_BLOC DE TEXTE_
● ● ● ●
Ils traitaient au reste leurs parents comme leurs ennemis. Mieux valait même, pour la sûreté, être ennemi que parent. Il semble qu’en ce temps-là il n’y ait plus ni pères ni frères… Le comte d’Harcourt tient son père prisonnier toute sa vie[1]; la comtesse de Foix empoisonne sa sœur, le sire de Giac sa femme[2]; le duc de Bretagne fait mourir de faim son frère, et cela publiquement : les passants entendaient avec horreur cette voix lamentable qui demandait en grâce la charité d’un peu de pain… Un soir, le 10 janvier, le comte Adolphe de Gueldre arrache du lit son vieux père, il le traîne cinq lieues à pied, sans chausses, par la neige, et le jette dans un cul de basse-fosse… Le fils avait à dire, il est vrai, que le parricide était l’usage de la famille[3]… Mais nous le trouvons aussi dans la plupart des grandes maisons du temps, dans toutes celles des Pays-Bas, dans celles de Bar, de Verdun, dans celle d’Armagnac, etc.
● ● ● ●
_EXERCICES À FAIRE_
a – Dans le bloc de texte, qui la comtesse de Foix empoisonne-t-elle ?
b – Traduisez en anglais cette phrase du bloc de texte : « Mieux valait même, pour la sûreté, être ennemi que parent. »
Inutile de consulter la liste qui suit.

(Enregistrements stockés)
● ● ● ●
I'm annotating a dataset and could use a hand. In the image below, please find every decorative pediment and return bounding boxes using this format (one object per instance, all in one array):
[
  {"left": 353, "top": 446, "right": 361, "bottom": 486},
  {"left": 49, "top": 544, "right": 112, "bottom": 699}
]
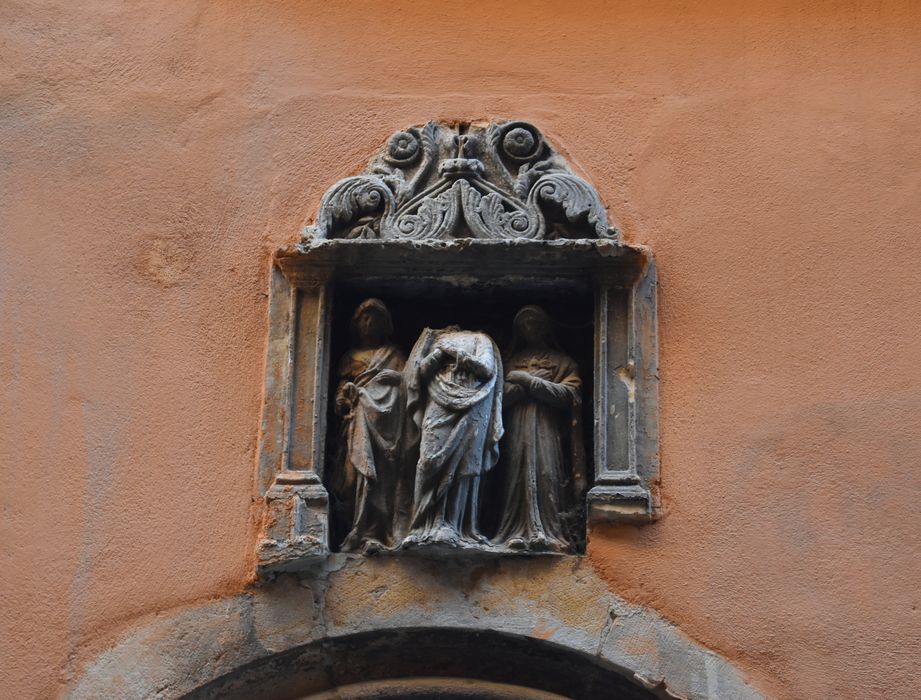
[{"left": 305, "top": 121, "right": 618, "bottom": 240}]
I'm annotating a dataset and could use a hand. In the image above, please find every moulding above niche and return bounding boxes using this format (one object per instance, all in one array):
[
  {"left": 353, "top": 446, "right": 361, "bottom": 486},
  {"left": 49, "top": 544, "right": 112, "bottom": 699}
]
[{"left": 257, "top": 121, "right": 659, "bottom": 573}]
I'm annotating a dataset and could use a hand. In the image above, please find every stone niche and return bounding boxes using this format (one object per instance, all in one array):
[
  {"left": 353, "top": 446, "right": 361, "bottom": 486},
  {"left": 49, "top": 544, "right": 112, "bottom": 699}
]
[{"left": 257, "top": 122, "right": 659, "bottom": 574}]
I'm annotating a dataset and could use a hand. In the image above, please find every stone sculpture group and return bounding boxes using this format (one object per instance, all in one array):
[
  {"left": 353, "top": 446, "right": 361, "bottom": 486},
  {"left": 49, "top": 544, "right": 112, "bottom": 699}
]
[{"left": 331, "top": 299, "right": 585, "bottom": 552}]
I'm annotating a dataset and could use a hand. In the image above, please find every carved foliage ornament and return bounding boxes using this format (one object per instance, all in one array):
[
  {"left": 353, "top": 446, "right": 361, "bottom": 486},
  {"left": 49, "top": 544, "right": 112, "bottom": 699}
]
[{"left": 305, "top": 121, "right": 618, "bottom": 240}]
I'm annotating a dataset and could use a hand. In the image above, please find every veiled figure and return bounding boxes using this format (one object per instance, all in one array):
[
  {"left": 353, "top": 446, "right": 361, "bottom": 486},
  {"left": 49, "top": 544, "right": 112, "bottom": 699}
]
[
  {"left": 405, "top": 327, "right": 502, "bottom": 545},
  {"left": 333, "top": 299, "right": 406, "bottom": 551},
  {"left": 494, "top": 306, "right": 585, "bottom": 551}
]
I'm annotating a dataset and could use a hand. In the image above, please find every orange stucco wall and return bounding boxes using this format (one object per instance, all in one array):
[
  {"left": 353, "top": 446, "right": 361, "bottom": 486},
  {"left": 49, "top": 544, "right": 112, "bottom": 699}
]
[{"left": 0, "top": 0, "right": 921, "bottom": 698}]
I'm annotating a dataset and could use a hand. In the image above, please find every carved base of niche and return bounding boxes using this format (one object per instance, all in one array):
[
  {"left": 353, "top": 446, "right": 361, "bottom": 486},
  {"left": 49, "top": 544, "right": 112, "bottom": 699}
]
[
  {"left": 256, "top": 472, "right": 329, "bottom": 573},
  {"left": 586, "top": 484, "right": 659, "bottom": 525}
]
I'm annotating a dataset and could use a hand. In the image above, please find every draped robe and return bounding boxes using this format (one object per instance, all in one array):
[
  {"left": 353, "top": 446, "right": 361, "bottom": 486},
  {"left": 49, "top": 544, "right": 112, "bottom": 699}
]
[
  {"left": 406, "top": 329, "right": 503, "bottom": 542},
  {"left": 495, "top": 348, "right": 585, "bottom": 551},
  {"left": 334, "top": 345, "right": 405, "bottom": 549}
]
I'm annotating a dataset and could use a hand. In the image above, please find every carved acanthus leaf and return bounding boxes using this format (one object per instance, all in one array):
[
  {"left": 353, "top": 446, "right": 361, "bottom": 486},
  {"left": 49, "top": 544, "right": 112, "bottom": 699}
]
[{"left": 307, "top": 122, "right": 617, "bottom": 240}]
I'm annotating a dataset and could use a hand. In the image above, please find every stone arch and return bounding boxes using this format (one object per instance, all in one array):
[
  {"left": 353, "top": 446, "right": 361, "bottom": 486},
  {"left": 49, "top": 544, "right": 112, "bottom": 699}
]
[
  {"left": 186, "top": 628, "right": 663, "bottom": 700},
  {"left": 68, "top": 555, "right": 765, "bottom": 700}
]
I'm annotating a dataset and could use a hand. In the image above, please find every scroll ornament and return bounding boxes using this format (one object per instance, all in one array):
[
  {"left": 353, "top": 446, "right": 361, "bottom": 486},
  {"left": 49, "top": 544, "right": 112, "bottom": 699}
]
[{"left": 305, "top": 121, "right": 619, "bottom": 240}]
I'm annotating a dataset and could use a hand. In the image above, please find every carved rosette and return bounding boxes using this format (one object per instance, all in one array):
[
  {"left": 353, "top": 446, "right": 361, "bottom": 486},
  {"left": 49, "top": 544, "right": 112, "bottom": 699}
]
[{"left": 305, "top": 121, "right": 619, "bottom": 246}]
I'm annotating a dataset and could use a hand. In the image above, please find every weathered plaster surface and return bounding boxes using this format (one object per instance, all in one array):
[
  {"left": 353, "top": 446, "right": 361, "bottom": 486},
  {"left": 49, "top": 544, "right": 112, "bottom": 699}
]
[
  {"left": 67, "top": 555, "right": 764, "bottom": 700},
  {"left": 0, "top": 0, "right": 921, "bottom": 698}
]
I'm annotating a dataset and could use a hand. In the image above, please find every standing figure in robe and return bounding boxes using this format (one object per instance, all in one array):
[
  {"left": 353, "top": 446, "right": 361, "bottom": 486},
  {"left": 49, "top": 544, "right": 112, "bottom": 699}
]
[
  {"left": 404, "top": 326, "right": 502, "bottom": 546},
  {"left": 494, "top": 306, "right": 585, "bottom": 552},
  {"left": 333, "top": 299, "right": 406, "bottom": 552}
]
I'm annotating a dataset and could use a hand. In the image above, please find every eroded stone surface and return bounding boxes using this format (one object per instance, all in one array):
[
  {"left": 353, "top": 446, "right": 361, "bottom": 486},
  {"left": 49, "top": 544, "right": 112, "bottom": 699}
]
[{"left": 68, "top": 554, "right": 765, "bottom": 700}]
● ● ● ●
_RÉPONSES PAR EXERCICE_
a – Sa sœur.

b – For safety's sake, it was even better to be an enemy than a relative.